____ Seçilen bölüm

Cinsel Şiddet: Cinselliğin tehdit amacıyla kullanılmasıdır. İstenmeyen cinsel davranışları yaptırmaya zorlamak, istemediği halde cinsel ilişkiye zorlama, sarkıntılık, taciz, istenmeyen öpme, fuhuşa zorlama bu kapsama girmektedir. Eşi dahi olsa kişinin onayı olmadan yapılan her türlü cinsel eylem tacizdir, tecavüzdür.

Ekonomik Şiddet: Ekonomik özgürlüğün kısıtlanması, bireyin kazancına el koyma, yaptığı işi değersizleştirme, para harcamasına izin vermemek ya da harcanan paranın hesabını aşağılayarak sorgulamak ve zorla çalıştırmak ekonomik şiddet türüne dahildir.

?Şiddetin Çocuklar Üzerindeki Etkileri?

Aile bireylerinin kendi içlerinde yaşadıkları şiddetten en çok etkilenen ve bundan zarar gören korunmasız olan çocuklardır. Kendisi şiddete maruz kalmamış olsa bile, maruz kalan ebeveyninin duygularını içselleştirir. Yaşı ilerledikçe, yüksek olasılıkla şiddet mağduru ebeveynine destek olmaya çalışıp, onun duygularına fark etmeden ortak olur. Bu çocuklar yardıma ihtiyaç duyan, yaralanmış, yıpranmış olan ebeveyninin bakımını üstlenmek zorunda kalabilmektedirler. Bu yalnızca fiziksel bir bakım üstlenme durumu değildir. Fiziksel şiddete maruz kalan ebeveyninin psikolojik bozukluğu, en basitinden depresyon durumu yüksektir. Çocuk içinde bulunduğu ortamın havasındaki bu çökkünlük duygularını tamamen içselleştirir. Çökkün bir ebeveynden psikolojik anlamda ayrılmak ve birleşmek çocuk için iki ayrı zorluk taşır. Birincisi çocuk olmanın getirdiği doyumsuzluk ile tam olarak ne beklediğini bilmeden anneye yapışır. İkincisi çökkün olan anneyi kendi haline bırakıp da kendi yoluna gitmek istediğinde suçluluk hisseder. Aile içi şiddette, şiddete maruz kalan ebeveynine annelik yapma gereksinimi duyacaktır. Tamamen rollerin değiştiği bu ilişkide çocuğun bireyselleşme, özerkleşme çabası, sınırlanmış olacaktır.

________
____ Verilen kayıtlar

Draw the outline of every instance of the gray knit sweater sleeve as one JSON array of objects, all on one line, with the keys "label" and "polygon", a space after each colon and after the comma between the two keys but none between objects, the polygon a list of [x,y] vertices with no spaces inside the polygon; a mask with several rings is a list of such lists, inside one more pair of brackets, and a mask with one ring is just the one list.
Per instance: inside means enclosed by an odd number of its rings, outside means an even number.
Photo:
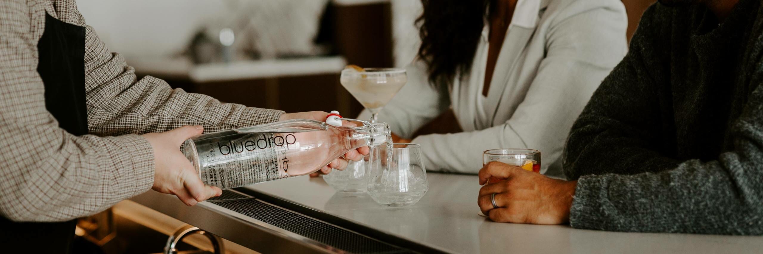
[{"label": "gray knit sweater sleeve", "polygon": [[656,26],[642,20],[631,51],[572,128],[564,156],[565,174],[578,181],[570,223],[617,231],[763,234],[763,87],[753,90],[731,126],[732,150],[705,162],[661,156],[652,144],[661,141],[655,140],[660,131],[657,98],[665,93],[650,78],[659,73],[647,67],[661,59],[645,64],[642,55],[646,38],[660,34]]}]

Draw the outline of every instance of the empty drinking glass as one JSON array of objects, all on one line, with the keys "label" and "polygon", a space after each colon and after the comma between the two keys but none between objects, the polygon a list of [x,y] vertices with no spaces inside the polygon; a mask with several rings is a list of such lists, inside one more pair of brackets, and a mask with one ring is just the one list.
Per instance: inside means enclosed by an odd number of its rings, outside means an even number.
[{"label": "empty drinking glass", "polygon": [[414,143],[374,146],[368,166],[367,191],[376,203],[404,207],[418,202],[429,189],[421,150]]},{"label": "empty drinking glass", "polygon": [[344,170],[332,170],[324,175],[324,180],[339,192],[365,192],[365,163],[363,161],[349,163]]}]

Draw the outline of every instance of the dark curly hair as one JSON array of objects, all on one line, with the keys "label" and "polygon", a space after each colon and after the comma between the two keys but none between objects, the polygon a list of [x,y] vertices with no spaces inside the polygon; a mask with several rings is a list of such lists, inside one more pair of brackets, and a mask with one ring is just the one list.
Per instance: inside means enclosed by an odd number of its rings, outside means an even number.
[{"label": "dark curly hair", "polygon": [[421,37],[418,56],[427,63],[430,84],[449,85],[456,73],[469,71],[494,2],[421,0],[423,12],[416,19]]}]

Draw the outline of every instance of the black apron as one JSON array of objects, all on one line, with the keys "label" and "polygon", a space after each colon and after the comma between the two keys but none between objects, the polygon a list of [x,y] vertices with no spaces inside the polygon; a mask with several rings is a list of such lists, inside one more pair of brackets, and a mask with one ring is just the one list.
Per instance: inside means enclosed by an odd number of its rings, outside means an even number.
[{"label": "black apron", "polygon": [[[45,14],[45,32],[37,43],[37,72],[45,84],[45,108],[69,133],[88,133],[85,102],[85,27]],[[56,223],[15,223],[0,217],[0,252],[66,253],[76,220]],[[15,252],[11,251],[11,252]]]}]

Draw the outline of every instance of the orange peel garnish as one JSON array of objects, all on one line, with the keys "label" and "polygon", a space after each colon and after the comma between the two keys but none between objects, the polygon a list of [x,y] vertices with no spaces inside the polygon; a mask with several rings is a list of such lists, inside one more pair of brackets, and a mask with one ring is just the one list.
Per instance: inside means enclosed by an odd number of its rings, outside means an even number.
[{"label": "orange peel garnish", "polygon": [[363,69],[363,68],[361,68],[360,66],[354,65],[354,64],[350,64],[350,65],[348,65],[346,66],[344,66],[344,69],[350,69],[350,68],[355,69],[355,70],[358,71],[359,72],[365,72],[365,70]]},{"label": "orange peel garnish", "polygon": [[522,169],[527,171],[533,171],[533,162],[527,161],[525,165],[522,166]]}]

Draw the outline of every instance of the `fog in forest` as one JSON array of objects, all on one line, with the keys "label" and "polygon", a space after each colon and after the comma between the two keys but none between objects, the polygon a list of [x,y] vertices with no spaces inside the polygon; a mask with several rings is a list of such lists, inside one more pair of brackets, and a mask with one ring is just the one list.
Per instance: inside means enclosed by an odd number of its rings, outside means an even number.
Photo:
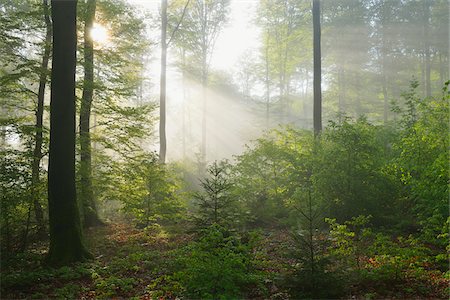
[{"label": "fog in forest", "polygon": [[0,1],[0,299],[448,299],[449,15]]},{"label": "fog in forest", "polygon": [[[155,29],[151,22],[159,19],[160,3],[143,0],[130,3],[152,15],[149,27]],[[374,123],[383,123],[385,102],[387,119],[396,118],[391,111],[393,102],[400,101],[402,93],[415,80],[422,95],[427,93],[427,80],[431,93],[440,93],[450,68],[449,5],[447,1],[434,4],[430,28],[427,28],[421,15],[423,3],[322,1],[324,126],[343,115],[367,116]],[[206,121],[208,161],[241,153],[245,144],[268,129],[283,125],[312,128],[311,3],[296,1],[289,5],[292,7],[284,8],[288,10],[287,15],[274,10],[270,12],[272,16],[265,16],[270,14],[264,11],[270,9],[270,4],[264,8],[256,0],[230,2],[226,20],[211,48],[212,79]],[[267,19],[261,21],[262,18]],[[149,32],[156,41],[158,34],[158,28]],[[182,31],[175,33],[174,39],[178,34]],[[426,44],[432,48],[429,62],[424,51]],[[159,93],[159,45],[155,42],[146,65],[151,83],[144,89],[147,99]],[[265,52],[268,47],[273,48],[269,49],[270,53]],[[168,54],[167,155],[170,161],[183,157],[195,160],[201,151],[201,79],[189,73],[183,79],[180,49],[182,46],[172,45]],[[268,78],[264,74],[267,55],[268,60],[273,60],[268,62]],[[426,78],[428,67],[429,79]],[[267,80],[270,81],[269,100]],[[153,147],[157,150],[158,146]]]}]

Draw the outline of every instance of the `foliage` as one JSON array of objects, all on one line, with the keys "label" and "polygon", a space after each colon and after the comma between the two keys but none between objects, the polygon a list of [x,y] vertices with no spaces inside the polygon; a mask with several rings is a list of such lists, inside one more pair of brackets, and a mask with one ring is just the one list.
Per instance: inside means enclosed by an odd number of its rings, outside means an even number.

________

■ Anladığını kontrol et
- a) Seçilen bölüme göre aile bireylerinin kendi içlerinde yaşadıkları şiddetten en çok etkilenen ve zarar görenler kimlerdir?
- b) Seçilen bölümde "Ekonomik Şiddet: Ekonomik" ile başlayıp "şiddet türüne dahildir." ifadesine kadar giden kısmı, "zorla çalıştırmak" yerine "zorla iş yaptırmak" koyarak yeniden yazın.
- c) Seçilen bölümde "Aile bireylerinin kendi içlerinde" diye başlayan paragrafı, ana bilgilerini koruyarak kısa bir madde listesine dönüştürün.

■ Görev yanıtları
- a) Korunmasız olan çocuklardır.

- b)
Ekonomik Şiddet: Ekonomik özgürlüğün kısıtlanması, bireyin kazancına el koyma, yaptığı işi değersizleştirme, para harcamasına izin vermemek ya da harcanan paranın hesabını aşağılayarak sorgulamak ve zorla iş yaptırmak ekonomik şiddet türüne dahildir.

- c)
- Aile içi şiddetten en çok etkilenen ve zarar gören, korunmasız olan çocuklardır.
- Çocuk, kendisi şiddete maruz kalmasa bile maruz kalan ebeveyninin duygularını içselleştirir.
- Yaşı ilerledikçe büyük olasılıkla şiddet mağduru ebeveynine destek olmaya çalışır ve fark etmeden onun duygularına ortak olur.
- Yaralanmış, yıpranmış ebeveyninin bakımını üstlenmek zorunda kalabilir. Bu bakım yalnızca fiziksel değildir.
- Fiziksel şiddete maruz kalan ebeveynde psikolojik bozukluk, en basitinden depresyon görülme olasılığı yüksektir. Çocuk ortamdaki çökkünlük duygularını tamamen içselleştirir.
- Çökkün bir ebeveynden psikolojik olarak ayrılmak ve onunla birleşmek çocuk için iki ayrı zorluk taşır:
  - Ne beklediğini tam bilmeden anneye yapışır.
  - Anneyi kendi haline bırakıp kendi yoluna gitmek istediğinde suçluluk hisseder.
- Çocuk, şiddete maruz kalan ebeveynine annelik yapma gereksinimi duyar. Rollerin tamamen değiştiği bu ilişkide bireyselleşme ve özerkleşme çabası sınırlanır.